| Problem |
Rewrite every line from the start of the items up to and including the line with "339 84 450 150", keeping all text unchanged but increasing each bounding-box coordinate by 106.

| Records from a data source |
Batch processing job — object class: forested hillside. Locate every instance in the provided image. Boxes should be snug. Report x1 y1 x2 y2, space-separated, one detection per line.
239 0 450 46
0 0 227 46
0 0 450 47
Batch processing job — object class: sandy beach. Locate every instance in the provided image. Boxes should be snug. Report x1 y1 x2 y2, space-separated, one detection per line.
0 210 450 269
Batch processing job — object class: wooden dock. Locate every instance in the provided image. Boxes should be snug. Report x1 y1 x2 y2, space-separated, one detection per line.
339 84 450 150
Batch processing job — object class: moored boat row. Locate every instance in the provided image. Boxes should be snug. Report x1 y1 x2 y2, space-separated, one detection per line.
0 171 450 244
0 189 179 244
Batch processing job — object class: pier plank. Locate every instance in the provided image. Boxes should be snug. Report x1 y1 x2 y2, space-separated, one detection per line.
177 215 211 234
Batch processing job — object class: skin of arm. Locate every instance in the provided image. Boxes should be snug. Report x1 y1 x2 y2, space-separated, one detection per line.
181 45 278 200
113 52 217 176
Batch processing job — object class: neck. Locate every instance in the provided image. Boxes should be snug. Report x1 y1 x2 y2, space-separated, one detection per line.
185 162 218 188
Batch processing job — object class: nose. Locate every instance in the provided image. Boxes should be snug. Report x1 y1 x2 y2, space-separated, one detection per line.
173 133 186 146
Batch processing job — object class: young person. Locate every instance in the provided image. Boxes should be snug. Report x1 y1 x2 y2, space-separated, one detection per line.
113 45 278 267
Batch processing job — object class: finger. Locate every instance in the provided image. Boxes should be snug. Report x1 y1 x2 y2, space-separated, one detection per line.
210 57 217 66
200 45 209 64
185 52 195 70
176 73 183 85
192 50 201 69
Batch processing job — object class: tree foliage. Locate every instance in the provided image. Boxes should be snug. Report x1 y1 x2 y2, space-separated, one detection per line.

| Correct result |
Batch processing job — object class: forested hillside. Locate every instance in the provided image. Boxes should be snug. Report x1 y1 x2 y2, space-separated, one detection per line.
345 106 556 152
106 106 333 152
106 106 556 153
Batch processing job — object class: sandy beach. Locate every instance in the provided image. Boxes should be snug. Report x1 y1 x2 y2, space-separated, one detection per line.
106 316 556 375
Batch processing job — object class: wooden dock. Locate every instance in the provided image. Boxes should be snug. Report x1 y1 x2 y2, space-separated, one detection per line.
445 190 556 256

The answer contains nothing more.